[Dataset excerpt]

▬▬▬▬▬▬▬▬▬▬

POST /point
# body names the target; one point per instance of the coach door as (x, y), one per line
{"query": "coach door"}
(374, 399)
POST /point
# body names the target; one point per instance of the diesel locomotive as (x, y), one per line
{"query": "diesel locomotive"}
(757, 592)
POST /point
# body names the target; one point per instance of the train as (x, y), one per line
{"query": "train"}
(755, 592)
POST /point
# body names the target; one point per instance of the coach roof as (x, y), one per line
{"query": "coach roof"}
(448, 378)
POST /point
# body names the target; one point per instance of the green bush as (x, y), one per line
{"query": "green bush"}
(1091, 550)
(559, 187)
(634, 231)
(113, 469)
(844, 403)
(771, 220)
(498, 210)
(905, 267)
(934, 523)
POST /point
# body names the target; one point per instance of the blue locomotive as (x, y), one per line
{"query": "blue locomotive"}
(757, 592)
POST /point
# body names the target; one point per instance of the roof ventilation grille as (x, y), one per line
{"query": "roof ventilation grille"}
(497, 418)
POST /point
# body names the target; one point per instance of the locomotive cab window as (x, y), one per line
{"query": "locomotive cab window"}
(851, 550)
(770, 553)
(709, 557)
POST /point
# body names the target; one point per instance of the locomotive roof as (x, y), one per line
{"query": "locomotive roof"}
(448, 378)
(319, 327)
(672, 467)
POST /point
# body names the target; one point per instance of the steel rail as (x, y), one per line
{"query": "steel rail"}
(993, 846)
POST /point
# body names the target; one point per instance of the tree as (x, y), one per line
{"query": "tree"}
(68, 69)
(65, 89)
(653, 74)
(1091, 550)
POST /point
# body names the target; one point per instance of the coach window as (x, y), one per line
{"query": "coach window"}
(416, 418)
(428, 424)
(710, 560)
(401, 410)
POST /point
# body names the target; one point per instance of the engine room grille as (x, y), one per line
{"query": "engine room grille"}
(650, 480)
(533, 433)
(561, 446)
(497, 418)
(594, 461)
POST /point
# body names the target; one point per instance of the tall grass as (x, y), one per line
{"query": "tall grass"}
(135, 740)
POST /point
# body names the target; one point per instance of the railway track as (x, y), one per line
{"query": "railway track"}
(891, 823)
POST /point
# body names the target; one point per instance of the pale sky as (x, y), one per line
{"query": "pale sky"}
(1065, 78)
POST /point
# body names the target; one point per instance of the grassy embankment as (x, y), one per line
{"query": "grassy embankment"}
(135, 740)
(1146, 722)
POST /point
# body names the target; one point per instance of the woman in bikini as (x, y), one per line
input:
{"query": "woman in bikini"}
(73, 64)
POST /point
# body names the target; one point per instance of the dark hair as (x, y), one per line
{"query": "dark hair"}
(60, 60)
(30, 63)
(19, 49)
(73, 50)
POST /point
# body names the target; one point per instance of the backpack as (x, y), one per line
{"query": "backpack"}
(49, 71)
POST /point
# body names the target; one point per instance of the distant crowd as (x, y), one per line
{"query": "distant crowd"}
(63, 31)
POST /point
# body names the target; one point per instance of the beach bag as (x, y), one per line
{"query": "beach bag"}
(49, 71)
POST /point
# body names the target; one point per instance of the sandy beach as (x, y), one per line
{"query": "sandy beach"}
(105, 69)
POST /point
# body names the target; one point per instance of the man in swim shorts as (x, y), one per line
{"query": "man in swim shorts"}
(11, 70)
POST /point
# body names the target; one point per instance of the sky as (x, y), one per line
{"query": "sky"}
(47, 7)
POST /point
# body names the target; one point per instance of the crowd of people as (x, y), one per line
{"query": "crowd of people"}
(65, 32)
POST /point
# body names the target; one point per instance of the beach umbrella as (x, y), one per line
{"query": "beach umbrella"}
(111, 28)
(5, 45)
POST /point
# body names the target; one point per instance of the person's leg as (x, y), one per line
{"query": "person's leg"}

▬▬▬▬▬▬▬▬▬▬

> _Written task_: How many lines in the records above contain the string "tall"? Matching is case-sensitive; reply with the number only.

> _Solution to the exercise_: 2